## [DATA SUPPLIED]

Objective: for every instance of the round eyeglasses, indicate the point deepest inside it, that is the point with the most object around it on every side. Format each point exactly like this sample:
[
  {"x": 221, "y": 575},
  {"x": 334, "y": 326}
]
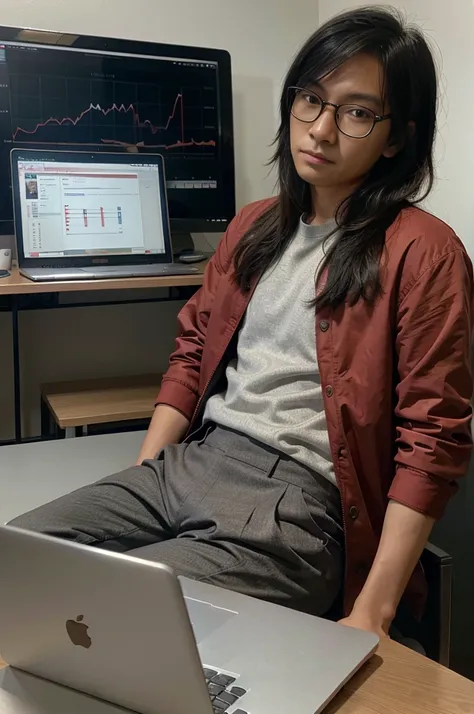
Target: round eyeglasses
[{"x": 353, "y": 120}]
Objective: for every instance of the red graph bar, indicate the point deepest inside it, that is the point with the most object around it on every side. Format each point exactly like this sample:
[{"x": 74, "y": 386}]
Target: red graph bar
[{"x": 123, "y": 108}]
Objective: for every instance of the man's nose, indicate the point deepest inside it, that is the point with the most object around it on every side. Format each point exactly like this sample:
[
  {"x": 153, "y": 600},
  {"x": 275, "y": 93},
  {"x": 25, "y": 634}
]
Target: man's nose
[{"x": 325, "y": 127}]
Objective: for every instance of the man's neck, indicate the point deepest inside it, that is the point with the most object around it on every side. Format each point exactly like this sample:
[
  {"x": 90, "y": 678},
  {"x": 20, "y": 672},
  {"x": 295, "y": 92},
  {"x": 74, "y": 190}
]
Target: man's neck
[{"x": 326, "y": 201}]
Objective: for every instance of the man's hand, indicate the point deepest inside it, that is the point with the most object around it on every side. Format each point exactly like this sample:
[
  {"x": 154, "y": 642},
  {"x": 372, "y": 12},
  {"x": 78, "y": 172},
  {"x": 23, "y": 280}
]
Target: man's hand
[
  {"x": 168, "y": 426},
  {"x": 404, "y": 535}
]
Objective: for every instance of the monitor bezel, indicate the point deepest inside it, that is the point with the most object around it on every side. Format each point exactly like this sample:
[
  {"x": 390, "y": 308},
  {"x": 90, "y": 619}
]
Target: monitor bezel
[
  {"x": 158, "y": 49},
  {"x": 98, "y": 158}
]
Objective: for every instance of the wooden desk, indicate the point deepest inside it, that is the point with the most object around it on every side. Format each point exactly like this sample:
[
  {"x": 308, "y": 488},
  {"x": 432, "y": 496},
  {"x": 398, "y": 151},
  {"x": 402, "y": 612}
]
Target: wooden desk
[
  {"x": 16, "y": 284},
  {"x": 399, "y": 681},
  {"x": 16, "y": 287}
]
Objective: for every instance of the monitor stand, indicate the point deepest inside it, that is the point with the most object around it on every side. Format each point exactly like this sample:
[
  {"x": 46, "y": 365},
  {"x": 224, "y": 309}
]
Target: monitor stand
[{"x": 182, "y": 243}]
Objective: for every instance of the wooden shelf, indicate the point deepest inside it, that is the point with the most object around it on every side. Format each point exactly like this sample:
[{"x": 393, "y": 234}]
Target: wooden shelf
[{"x": 101, "y": 401}]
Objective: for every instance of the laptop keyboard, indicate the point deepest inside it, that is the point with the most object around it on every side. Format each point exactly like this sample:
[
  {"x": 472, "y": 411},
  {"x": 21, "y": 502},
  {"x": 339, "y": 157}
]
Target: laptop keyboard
[{"x": 223, "y": 691}]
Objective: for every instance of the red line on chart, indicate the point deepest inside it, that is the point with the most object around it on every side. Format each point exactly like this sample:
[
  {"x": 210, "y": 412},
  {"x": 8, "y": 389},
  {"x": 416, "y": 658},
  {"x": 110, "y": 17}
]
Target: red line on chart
[{"x": 123, "y": 108}]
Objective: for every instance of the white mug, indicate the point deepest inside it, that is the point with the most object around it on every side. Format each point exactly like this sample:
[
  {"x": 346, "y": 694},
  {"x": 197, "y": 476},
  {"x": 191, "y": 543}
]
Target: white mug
[{"x": 5, "y": 259}]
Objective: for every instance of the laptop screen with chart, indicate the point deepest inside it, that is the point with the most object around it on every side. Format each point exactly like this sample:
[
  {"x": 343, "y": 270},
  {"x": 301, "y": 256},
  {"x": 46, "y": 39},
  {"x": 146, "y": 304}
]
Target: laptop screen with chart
[{"x": 111, "y": 207}]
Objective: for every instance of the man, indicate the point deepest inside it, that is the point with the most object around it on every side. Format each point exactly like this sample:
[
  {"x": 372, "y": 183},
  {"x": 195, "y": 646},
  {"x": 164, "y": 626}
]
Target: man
[{"x": 323, "y": 367}]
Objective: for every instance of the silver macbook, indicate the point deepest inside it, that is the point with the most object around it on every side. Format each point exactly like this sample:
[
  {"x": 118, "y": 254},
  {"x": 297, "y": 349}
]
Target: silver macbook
[
  {"x": 88, "y": 216},
  {"x": 87, "y": 631}
]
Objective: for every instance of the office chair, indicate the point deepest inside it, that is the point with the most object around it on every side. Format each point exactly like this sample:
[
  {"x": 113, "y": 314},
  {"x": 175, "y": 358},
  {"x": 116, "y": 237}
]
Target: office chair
[{"x": 433, "y": 633}]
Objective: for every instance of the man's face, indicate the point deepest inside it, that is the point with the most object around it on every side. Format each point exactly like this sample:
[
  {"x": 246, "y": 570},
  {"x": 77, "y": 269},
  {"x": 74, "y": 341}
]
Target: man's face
[{"x": 343, "y": 161}]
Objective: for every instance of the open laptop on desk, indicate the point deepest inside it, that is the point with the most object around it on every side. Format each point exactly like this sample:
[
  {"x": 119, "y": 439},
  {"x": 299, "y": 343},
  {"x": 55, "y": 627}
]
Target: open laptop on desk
[
  {"x": 119, "y": 629},
  {"x": 91, "y": 216}
]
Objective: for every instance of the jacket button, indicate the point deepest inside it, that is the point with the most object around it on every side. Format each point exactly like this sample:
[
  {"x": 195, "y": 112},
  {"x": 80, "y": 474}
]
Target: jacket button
[
  {"x": 362, "y": 569},
  {"x": 354, "y": 513}
]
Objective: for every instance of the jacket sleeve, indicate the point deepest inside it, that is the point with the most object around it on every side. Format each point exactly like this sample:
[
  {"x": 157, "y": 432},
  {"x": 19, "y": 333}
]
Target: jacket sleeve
[
  {"x": 434, "y": 390},
  {"x": 180, "y": 385}
]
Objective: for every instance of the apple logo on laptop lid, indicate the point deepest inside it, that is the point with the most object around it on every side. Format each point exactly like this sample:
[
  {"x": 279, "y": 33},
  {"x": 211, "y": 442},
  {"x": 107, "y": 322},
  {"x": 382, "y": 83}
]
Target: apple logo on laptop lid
[{"x": 77, "y": 631}]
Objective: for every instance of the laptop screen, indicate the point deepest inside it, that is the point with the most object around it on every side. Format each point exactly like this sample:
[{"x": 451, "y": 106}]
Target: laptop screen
[{"x": 74, "y": 209}]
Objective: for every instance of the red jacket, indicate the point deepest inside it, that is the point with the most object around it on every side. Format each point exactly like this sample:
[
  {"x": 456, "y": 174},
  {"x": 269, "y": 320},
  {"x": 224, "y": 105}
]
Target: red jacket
[{"x": 396, "y": 377}]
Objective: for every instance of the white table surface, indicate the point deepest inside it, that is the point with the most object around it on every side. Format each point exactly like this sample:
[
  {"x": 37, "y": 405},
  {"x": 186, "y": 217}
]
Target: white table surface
[{"x": 33, "y": 474}]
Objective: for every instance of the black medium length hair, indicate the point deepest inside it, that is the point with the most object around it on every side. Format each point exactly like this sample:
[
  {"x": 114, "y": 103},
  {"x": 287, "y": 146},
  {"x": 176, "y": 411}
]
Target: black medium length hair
[{"x": 410, "y": 87}]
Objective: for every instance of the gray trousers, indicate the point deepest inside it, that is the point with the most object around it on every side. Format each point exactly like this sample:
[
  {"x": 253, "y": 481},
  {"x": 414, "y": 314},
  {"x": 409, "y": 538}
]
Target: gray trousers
[{"x": 220, "y": 508}]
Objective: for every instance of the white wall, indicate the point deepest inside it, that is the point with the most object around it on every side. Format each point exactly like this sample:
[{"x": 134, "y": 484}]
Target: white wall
[
  {"x": 450, "y": 28},
  {"x": 262, "y": 36}
]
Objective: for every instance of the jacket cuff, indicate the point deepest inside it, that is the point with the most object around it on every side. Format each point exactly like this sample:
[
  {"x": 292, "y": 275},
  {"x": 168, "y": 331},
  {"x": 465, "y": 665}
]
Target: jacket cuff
[
  {"x": 179, "y": 396},
  {"x": 422, "y": 492}
]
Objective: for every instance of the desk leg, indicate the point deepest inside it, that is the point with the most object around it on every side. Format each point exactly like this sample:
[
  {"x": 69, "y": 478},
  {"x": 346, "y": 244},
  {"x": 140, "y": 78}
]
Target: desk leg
[{"x": 16, "y": 369}]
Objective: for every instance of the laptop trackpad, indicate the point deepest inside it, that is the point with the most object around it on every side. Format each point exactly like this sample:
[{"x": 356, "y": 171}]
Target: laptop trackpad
[{"x": 206, "y": 618}]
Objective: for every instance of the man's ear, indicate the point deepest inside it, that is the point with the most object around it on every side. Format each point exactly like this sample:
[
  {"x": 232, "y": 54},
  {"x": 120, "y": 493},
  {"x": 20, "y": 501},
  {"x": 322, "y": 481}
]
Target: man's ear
[{"x": 393, "y": 148}]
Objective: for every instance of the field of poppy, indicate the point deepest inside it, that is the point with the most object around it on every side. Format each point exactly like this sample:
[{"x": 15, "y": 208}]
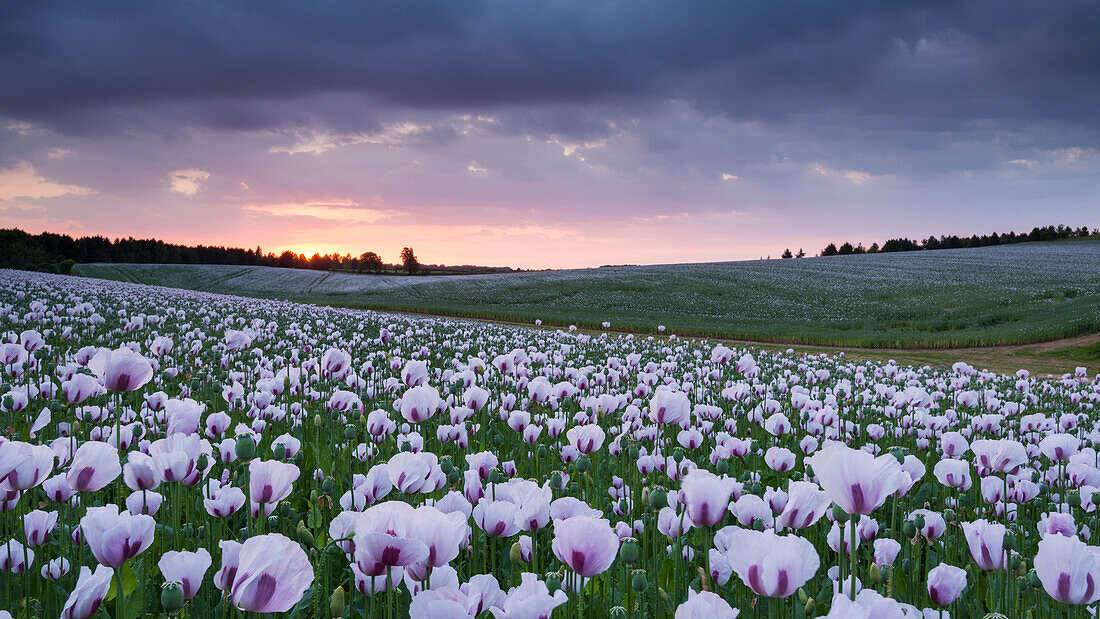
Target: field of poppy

## [WHAT TO PRODUCE]
Starting at the line that contains "Objective: for every instance of the laptop trackpad, indicate" and ending with the final line, write those lines out again with "Target" switched to "Item" and everything else left as it is. Leave the pictures out.

## [COMPLETED TASK]
Objective: for every instance of the laptop trackpad, indicate the point deepest inside it, that is the point with the most object around it on every side. Format each point exactly like this sample:
[{"x": 356, "y": 171}]
Item: laptop trackpad
[{"x": 206, "y": 618}]
Objective: for every instance of the man's ear, indicate the point deepest inside it, that is the point with the most object around it on every side. Format each point exactly like this sample:
[
  {"x": 232, "y": 54},
  {"x": 120, "y": 493},
  {"x": 20, "y": 501},
  {"x": 322, "y": 481}
]
Item: man's ear
[{"x": 393, "y": 148}]
Objective: for every instance of the field of poppy, indicate the point deepest inside it, that is the point with the most object around it on every side. Format each point exactly like this sample:
[{"x": 15, "y": 208}]
Item: field of poppy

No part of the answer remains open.